__Source data__:
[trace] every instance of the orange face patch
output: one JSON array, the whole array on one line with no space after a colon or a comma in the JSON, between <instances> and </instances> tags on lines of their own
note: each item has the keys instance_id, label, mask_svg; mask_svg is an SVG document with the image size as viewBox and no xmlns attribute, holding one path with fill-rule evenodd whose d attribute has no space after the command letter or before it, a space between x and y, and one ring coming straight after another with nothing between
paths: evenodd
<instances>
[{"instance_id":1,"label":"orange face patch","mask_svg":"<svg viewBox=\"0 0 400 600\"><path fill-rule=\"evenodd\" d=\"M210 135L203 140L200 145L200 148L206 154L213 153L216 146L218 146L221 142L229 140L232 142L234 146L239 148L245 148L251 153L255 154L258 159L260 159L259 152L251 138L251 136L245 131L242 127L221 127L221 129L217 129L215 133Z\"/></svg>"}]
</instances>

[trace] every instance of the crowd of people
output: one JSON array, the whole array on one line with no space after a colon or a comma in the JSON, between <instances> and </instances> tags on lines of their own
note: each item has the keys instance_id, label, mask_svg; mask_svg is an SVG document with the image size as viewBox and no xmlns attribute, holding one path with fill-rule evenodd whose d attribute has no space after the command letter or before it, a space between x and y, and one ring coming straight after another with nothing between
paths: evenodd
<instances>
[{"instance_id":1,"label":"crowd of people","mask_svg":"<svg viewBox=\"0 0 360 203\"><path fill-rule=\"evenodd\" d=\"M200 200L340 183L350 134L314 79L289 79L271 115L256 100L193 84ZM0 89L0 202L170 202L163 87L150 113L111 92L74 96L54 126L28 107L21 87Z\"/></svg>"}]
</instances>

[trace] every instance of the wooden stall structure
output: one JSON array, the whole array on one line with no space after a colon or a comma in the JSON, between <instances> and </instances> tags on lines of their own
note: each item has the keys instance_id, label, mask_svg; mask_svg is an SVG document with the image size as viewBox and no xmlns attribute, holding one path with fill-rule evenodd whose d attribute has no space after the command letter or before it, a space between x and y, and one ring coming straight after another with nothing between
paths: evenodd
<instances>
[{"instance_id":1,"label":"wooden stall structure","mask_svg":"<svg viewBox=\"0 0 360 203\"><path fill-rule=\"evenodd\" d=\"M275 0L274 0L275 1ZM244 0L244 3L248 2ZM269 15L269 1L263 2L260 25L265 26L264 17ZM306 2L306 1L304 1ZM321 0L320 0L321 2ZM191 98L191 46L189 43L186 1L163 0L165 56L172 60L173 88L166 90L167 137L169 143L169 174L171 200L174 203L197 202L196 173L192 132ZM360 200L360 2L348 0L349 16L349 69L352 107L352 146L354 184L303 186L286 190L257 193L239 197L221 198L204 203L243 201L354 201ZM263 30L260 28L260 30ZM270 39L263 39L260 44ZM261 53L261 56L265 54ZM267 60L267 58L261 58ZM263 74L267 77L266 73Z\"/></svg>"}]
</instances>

__What you should do__: The answer must restate all of the entries exactly.

__Task answer__:
[trace] every instance of the orange face patch
output: one JSON array, the whole array on one line with no space after a colon or a comma in the JSON, between <instances> and </instances> tags on lines of their own
note: each item has the keys instance_id, label, mask_svg; mask_svg is an SVG document with the image size as viewBox and no xmlns attribute, holding one path with fill-rule evenodd whose d attribute has no space after the command letter or before it, a space between x and y, and one ring coming straight after another with nothing between
paths: evenodd
<instances>
[{"instance_id":1,"label":"orange face patch","mask_svg":"<svg viewBox=\"0 0 400 600\"><path fill-rule=\"evenodd\" d=\"M210 135L203 140L200 145L200 148L206 154L213 153L216 146L218 146L221 142L229 140L232 142L234 146L239 148L245 148L251 153L255 154L258 159L260 159L259 152L251 138L251 136L245 131L242 127L221 127L221 129L217 129L215 133Z\"/></svg>"}]
</instances>

[trace] every instance of the crowd of people
output: one JSON array, the whole array on one line with no space after a colon or a comma in the JSON, between <instances> and </instances> tags on lines of their own
note: each item has the keys instance_id, label, mask_svg; mask_svg is an SVG document with the image size as viewBox and no xmlns attribute, holding one path with fill-rule evenodd whose d attribute has no space after the command letter or before it, a space between x and y, and one ring coming straight after another with nothing between
paths: evenodd
<instances>
[{"instance_id":1,"label":"crowd of people","mask_svg":"<svg viewBox=\"0 0 360 203\"><path fill-rule=\"evenodd\" d=\"M200 200L340 183L350 134L314 79L289 79L271 115L256 100L193 84ZM0 89L0 202L170 202L163 87L150 113L111 92L74 96L54 126L28 107L21 87Z\"/></svg>"}]
</instances>

[trace] every instance of the wooden stall structure
output: one JSON array, the whole array on one line with no space after a colon or a comma in the JSON, between <instances> and </instances> tags on lines of their own
note: each item has the keys instance_id, label, mask_svg; mask_svg is an SVG document with the image size as viewBox and no xmlns attribute, holding one path with fill-rule evenodd whose d attribute has no space after the command letter or before it, a space between x and y, and one ring coming straight after another with nothing between
paths: evenodd
<instances>
[{"instance_id":1,"label":"wooden stall structure","mask_svg":"<svg viewBox=\"0 0 360 203\"><path fill-rule=\"evenodd\" d=\"M275 0L274 0L275 1ZM244 0L244 3L248 2ZM269 15L269 1L263 2L260 25L265 26L264 17ZM306 2L306 1L304 1ZM321 0L320 0L321 2ZM191 98L191 46L189 43L186 1L163 0L165 56L172 60L173 88L166 90L167 137L169 143L169 174L171 200L174 203L197 202L196 173L192 132ZM360 200L360 2L348 0L349 16L349 69L352 107L352 146L354 184L303 186L286 190L257 193L239 197L221 198L204 203L243 201L354 201ZM263 30L260 28L260 30ZM270 39L263 39L260 44ZM261 53L261 56L265 54ZM267 60L267 58L261 58ZM263 74L267 77L266 73Z\"/></svg>"}]
</instances>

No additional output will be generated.